Document section:
Trusted execution environments have emerged as a promising alternative to the use of Zero-Knowledge Proofs (ZKPs) and secure Multi-Party Computation (MPC) for secure, attested, remote computation. Intel TDX seems to offer a simpler and more supportive development environment for verifiable computing. In this article, I will take you through a walkthrough of a selection of security concerns with the technology, beginning with a orientation as to how it fits into a widely studied problem in academic computer security research.
Sandboxing
Sandboxing is a decades-long computer security problem that underpins all of computer systems security research today.
- How do we run code in a confidential and integrous manner i.e. without revealing control and and data flow, and without being tampered with?
- How do we run code without it compromising the reliability, security, and correctness of the rest of a system (runtime, operating system, VM, bare-metal server)?
First we had the process, an environment in which to run code with a virtual address space (barring side channels, other processes can’t see you, and you can’t see other processes). This was great, because now application A could no longer directly corrupt application B or bring down the system by itself (the OS can configure resource limits per process now). However, this level of sandbox is insufficient for secure remote computation, a scenario which allows for a malicious operating system or hardware.

Object position labeling entries
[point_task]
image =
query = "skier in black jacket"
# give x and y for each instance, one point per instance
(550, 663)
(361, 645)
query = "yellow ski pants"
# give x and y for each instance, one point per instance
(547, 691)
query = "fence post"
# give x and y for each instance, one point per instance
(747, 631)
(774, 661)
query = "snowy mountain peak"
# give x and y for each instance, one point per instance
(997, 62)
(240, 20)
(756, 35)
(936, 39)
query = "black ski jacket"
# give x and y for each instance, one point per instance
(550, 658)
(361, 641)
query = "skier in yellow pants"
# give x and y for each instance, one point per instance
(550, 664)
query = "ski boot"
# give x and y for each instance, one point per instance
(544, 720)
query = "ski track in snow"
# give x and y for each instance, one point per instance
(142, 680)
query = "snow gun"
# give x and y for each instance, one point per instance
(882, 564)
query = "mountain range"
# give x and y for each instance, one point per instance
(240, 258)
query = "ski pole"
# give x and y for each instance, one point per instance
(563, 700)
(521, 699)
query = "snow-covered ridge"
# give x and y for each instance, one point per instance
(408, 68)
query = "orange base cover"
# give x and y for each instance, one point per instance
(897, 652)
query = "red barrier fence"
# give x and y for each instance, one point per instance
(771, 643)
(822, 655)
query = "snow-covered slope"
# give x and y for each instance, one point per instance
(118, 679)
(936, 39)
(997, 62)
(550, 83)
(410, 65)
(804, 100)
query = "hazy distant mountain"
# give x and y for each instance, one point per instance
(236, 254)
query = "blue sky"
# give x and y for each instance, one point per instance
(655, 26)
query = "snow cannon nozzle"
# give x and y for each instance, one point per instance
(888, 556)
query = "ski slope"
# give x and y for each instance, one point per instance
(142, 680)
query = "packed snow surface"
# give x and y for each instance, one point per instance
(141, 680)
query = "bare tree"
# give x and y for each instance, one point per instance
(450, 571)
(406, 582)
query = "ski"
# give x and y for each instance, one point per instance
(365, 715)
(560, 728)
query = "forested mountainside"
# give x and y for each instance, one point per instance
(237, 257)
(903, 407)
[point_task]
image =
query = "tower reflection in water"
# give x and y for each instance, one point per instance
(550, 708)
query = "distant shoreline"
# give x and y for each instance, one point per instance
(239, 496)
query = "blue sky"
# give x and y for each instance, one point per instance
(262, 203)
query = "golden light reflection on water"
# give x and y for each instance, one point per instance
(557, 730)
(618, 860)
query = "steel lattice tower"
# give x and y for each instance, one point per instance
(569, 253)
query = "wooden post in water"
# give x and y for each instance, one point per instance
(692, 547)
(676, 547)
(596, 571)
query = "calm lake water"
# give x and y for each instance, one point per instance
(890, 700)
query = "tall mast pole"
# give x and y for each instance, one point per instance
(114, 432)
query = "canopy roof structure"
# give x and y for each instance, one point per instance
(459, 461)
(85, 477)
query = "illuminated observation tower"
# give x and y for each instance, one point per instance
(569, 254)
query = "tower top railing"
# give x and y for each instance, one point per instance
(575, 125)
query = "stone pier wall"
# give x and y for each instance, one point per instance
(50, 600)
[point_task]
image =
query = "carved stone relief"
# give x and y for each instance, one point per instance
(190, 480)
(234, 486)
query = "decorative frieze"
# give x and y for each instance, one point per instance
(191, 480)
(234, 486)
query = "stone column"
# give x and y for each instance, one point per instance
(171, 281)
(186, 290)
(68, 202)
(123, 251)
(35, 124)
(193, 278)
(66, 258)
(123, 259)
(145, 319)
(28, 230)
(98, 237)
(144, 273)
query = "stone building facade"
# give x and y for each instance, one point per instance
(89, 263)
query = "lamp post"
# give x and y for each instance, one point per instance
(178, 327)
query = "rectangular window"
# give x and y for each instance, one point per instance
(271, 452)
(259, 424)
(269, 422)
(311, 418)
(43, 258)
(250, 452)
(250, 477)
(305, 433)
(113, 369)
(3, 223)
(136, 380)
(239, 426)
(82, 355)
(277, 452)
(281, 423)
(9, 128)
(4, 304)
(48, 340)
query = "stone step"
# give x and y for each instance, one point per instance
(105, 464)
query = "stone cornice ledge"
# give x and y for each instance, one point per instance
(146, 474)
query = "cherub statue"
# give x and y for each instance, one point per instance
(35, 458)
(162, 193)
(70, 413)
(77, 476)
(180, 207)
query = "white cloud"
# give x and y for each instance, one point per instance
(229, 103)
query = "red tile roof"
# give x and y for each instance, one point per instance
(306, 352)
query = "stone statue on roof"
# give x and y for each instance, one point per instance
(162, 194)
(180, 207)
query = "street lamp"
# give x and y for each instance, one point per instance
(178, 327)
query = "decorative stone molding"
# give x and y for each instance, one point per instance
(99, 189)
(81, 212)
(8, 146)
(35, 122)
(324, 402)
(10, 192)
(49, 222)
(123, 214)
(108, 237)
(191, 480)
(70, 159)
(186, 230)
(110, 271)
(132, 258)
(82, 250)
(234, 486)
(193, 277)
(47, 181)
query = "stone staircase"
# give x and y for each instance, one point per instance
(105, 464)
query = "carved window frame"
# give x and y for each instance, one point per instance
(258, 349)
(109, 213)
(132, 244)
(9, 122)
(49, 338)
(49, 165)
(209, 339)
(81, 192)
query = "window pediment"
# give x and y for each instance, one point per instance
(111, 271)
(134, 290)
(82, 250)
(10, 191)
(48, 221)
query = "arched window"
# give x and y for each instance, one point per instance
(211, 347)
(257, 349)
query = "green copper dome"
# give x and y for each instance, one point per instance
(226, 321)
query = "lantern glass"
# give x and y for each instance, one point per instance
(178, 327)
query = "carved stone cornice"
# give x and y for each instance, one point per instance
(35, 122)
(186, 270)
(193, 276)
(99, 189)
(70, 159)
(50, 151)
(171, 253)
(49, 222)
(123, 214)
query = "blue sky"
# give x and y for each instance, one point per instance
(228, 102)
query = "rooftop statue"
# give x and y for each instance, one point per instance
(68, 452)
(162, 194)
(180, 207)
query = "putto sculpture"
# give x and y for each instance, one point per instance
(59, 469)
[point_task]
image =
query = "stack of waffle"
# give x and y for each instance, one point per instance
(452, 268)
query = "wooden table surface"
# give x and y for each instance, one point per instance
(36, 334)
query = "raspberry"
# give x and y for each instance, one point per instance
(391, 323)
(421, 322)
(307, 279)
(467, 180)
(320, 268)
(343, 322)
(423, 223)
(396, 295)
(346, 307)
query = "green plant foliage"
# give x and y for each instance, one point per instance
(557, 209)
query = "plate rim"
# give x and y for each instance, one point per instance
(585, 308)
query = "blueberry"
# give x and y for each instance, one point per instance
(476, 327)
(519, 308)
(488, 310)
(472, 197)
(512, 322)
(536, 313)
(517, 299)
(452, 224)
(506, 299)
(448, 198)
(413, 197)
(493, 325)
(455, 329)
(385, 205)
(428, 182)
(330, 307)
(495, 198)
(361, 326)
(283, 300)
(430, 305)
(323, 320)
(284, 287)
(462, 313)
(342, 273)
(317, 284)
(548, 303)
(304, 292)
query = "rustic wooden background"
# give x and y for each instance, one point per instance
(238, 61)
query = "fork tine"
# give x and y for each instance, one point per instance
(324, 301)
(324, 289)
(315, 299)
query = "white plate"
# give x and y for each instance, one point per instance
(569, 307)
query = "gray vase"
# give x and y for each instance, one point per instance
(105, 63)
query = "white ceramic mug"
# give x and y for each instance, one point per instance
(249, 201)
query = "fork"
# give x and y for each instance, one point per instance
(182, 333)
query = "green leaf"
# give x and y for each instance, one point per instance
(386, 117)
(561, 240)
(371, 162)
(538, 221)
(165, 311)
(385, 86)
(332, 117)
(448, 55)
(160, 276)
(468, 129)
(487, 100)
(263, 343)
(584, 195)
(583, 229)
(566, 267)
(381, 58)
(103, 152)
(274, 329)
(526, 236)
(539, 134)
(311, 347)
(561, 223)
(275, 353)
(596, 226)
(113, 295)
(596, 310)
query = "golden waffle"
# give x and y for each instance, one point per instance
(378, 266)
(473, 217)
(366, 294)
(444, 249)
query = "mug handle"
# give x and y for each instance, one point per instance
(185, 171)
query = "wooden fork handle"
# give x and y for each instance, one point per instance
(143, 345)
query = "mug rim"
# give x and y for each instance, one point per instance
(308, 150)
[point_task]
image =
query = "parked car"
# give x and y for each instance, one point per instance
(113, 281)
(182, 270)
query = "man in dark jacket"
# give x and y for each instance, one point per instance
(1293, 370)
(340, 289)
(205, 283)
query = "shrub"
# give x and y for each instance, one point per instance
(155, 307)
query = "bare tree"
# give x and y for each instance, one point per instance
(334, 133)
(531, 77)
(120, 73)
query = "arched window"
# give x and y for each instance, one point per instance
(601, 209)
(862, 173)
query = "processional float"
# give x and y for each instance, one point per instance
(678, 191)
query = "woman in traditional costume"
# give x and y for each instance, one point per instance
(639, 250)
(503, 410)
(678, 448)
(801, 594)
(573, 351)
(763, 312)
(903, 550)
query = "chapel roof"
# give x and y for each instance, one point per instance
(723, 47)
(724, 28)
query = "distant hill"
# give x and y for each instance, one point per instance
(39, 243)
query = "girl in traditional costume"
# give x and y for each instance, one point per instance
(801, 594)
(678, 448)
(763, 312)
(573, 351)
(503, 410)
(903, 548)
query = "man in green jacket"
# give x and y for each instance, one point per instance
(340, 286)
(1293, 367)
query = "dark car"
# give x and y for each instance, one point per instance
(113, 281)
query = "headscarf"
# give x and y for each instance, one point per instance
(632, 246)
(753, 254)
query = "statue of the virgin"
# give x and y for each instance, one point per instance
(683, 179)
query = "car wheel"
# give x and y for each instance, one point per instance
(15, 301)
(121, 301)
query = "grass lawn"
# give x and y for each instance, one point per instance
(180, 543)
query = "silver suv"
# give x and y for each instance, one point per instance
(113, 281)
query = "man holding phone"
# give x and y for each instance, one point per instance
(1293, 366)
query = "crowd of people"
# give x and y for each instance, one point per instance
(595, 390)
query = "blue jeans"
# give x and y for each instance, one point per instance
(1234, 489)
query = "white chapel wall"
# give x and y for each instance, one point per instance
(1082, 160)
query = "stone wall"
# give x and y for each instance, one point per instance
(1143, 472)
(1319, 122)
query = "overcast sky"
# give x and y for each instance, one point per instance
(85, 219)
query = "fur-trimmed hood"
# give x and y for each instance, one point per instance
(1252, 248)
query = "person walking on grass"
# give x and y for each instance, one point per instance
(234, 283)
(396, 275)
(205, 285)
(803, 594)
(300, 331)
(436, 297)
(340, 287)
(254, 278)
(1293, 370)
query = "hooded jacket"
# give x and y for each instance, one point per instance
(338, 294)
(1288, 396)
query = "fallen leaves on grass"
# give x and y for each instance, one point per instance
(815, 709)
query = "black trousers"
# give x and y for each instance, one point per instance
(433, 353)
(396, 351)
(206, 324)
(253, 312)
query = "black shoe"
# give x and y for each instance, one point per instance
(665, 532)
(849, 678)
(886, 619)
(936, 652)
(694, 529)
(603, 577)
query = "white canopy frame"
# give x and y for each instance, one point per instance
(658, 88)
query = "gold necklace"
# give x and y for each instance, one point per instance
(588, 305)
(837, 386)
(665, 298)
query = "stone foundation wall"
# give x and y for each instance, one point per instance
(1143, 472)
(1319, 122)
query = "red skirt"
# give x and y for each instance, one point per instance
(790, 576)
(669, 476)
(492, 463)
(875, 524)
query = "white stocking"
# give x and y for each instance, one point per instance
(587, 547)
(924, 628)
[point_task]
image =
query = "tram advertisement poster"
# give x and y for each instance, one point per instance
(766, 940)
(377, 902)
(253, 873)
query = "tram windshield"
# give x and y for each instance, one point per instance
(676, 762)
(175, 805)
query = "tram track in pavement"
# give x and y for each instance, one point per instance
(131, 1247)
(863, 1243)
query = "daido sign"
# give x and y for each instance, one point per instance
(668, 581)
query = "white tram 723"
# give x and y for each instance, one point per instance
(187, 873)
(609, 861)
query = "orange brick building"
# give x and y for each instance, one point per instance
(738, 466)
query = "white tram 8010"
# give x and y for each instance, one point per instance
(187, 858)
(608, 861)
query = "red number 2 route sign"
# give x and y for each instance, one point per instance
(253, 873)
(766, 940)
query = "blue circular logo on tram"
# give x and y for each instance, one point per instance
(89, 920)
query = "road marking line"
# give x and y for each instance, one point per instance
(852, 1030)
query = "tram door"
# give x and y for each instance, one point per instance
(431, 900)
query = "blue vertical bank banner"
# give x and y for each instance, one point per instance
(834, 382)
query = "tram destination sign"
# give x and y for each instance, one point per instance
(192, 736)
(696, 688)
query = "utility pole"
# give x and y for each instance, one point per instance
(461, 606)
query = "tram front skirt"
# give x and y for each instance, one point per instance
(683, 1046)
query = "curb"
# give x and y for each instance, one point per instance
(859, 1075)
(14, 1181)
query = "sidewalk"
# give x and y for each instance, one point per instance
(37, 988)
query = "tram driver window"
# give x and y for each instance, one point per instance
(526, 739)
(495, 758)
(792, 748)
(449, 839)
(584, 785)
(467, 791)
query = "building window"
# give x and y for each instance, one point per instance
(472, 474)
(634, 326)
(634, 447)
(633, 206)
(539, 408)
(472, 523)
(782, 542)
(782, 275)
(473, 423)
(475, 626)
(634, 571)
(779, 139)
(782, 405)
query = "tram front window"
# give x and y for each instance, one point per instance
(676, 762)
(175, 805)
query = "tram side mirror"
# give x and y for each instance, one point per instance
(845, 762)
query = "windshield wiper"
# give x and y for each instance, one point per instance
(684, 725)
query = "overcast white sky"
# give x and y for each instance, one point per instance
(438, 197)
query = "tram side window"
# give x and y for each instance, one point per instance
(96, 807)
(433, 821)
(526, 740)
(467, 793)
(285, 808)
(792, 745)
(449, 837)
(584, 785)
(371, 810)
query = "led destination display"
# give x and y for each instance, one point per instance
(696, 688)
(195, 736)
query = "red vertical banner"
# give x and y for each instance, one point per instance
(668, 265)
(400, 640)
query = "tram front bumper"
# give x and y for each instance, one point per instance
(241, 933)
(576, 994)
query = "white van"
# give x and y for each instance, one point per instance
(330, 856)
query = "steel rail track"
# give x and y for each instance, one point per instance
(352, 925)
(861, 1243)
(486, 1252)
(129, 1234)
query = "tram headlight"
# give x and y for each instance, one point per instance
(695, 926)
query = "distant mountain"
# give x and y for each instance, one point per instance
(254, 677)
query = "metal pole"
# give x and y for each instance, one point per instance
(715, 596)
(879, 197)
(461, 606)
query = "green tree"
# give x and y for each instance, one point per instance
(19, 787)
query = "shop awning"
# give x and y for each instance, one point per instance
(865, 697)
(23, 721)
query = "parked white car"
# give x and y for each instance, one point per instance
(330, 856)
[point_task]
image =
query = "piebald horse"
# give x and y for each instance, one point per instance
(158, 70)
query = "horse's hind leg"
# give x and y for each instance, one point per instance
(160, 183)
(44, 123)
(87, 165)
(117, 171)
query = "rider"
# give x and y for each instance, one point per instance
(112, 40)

Goals:
1. Reproduce the part of the TDX security article that opens with the words containing "- How do we run code without" and closes with "VM, bare-metal server)?", switching "bare-metal server" to "physical host".
2. Answer these questions about the TDX security article:
(a) Trusted execution environments have emerged as an alternative to which two approaches?
(b) What was the first sandboxing environment the article describes?
(c) For what scenario is the process-level sandbox insufficient?
3. Write the next part of the TDX security article, picking up after its final sentence.
The items were taken from a separate source.

Task-by-task outputs:
1.
- How do we run code without it compromising the reliability, security, and correctness of the rest of a system (runtime, operating system, VM, physical host)?

2.
(a) Zero-Knowledge Proofs (ZKPs) and secure Multi-Party Computation (MPC)
(b) The process, an environment for running code with a virtual address space
(c) Secure remote computation, which allows for a malicious operating system or hardware

3.
Source: Mastering Linux Development
Source: OS Notes by Xinyang Yu
Next, we had the enclave, a process with exclusive resources running on a physically isolated portion of a CPU. Enclaves come equipped with encrypted memory for confidentiality and restricted external access for integrity, and attestation, a verifiable proof of integrity. However, this requires partitioning one’s application into an untrusted (not needing the sandbox) and trusted components (needing the sandbox), and defining an interface between the two. Why is this bad? Trusted code is run an extremely restricted environment with no system calls (the OS controls their implementation of course). Clearly, we need something better. Why can’t we simply throw an entire unmodified application into an “enclave” environment?
Source: SecureStreams: A Reactive Middleware Framework for Secure Data Stream Processing
Here is where Intel’s Trust Domain eXtensions (TDX for short) comes in: the virtual machine-equivalent of an enclave.
Intel TDX is a trusted execution environment , allowing one to run virtual machines which need confidentiality and integrity (but not availability!) guarantees. Confidential VMs, known as Trust Domains (TDs), are isolated in software and hardware, with transitions managed by the TDX Module, which is the trusted component of the otherwise untrusted hypervisor (just like enclaves assume a potentially malicious OS).
Source: Intel
Source: Intel TDX Security Research
Confidentiality in Intel TDX
Data
TD Memory is encrypted using Intel Multi-Key Total Memory Encryption – each trust domain can use multiple keys to encrypt pages.
Secret memory is managed by secure Extended Page Tables (EPTs) which use hardware support that is included with Intel VT-X virtualization extensions to handle Guest Virtual Address to Host Physical Address translations.
Shared memory is handled directly by the untrusted hypervisor using a separate EPT.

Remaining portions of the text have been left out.